Could you edit the lines below so that every "joshua tree" becomes "yucca", leaving everything else unchanged? Omit the pictures from your answer.

Pointing lines:
:::::
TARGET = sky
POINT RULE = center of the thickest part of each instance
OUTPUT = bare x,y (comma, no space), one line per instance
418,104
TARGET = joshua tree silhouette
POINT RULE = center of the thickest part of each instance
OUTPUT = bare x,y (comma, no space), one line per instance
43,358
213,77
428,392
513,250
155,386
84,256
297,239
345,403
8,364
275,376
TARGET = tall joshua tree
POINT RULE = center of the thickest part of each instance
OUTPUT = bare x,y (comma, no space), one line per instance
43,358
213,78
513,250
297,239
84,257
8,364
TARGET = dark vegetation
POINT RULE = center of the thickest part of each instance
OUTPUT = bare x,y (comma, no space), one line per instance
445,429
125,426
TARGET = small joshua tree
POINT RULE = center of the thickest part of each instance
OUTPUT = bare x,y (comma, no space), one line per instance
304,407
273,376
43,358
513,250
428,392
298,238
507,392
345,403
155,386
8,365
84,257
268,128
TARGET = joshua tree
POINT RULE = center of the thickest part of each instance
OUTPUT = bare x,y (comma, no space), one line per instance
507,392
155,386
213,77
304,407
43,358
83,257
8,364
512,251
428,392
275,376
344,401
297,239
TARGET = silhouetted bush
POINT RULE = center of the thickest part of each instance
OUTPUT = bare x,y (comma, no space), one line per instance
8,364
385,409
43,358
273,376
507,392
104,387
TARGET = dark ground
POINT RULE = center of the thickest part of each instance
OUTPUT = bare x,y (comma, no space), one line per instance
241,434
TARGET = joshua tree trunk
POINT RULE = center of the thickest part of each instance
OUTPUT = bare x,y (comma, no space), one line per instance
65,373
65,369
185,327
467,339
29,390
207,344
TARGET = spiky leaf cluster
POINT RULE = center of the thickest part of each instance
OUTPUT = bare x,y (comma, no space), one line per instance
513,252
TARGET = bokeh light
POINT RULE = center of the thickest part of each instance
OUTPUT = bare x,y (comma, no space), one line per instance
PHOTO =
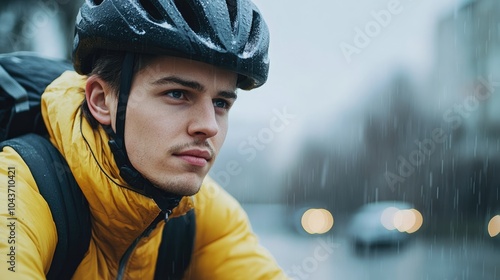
317,221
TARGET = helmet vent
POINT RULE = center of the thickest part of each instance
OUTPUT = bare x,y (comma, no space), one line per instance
188,14
232,8
95,2
150,9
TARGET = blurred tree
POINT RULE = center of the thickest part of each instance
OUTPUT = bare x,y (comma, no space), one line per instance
45,26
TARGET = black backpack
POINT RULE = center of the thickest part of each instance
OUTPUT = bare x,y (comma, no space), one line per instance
23,79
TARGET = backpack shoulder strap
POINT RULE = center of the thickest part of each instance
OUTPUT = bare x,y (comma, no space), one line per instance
176,247
67,203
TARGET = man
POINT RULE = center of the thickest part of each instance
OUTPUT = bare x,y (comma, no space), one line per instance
140,126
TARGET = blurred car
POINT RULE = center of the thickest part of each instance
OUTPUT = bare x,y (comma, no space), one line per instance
383,224
493,226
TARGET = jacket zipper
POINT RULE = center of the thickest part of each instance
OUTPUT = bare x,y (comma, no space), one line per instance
126,256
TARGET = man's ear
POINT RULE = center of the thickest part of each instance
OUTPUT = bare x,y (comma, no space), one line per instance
96,93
:::::
§ **SOLUTION FOR THIS EXERCISE**:
TARGET = sky
POINT RULE = center of the thickest part of each instance
OUTPUT = bare x,y (comma, no space), one line per instance
418,104
TARGET = yucca silhouette
POINT RULE = center of the thickest part of each instance
OUTPUT = bare x,y (comma, no space), one line per instance
43,358
213,77
428,392
513,250
155,386
84,256
297,239
345,403
8,364
275,376
TARGET = tall yucca
POINT RULE = center of the thickest part of each instance
OUTPUT = bare x,y (comma, no space), one line per instance
43,358
213,78
513,250
297,239
84,257
8,364
TARGET = dark vegetation
POINT RULE = center of the thickest part of each instance
OUTPUT = bare x,y (comma, no space), one line per instance
445,429
125,426
TARGET = small yucca
POINT RULE = center of the thickest part of each instance
OUTPUT = bare x,y (comma, no space), one line per instance
304,407
273,376
43,358
513,250
428,392
298,238
507,392
345,403
155,386
8,365
84,257
268,128
TARGET = yucca
POINT RULE = center of the thickest part of each instance
OUTPUT = bare x,y (comma, no space), one line per instance
507,392
155,386
213,77
304,407
43,358
83,257
8,364
512,251
428,392
275,376
344,401
297,239
TARGET = silhouetted bush
POINT RULE = center of the thickest part of each instance
OUTPUT = bare x,y (comma, no space), one line per instance
8,364
385,409
43,358
273,376
507,392
104,387
TARGET = dark ground
POINT RULE = center of the thickest part of each instance
OUTPUT = bare x,y (comma, no space), one line per instance
241,434
TARGET = yucca trunk
POINT RULE = center of the thickest part of each instance
OUTPUT = bare x,y (comma, no space), one line per instance
65,373
65,369
185,327
467,339
29,390
207,344
TARGET = spiky leaf cluster
POINT RULE = center of the thickest part of each instance
OUTPUT = bare x,y (comma, no space), one line per instance
513,252
TARGET = bokeh light
POINT RULE = center of the thickest part of each instance
OUTPUT = bare x,y (comma, no space), one line per instance
PHOTO =
317,221
TARGET = helmet vent
POINT RULE = center of the thickest part of each instance
OUTPUT = bare x,y (comma, no space), one line per instance
188,14
232,8
95,2
150,9
TARGET = blurred tree
POINT RULE = center of the thickest part of each instance
OUTPUT = bare x,y (comma, no space), one line per instance
45,26
TARGET = black backpack
POINT RULE = center of the thickest part of each instance
OUTPUT = bare x,y (comma, no space), one line per instance
23,79
TARGET = backpack shoulder strap
POINT RULE = center of the thickest part of each instance
OUTPUT = bare x,y (comma, no space), one line per instance
176,247
67,203
TARGET = man
POINT RULE = center of the thickest part of each instance
OUTPUT = bare x,y (comma, no space), one line per instance
140,126
TARGET = blurred car
POINT RULE = center of the thickest part of each instance
OUTPUT = bare x,y (comma, no space), one line per instance
383,224
493,226
TARGET = jacket zipper
POINT RULE = center of the thickest part of each instance
OUTPUT = bare x,y (comma, no space), one line per instance
126,256
TARGET = man's ear
POINT RULE = center of the thickest part of each instance
OUTPUT = bare x,y (comma, no space), one line per instance
96,93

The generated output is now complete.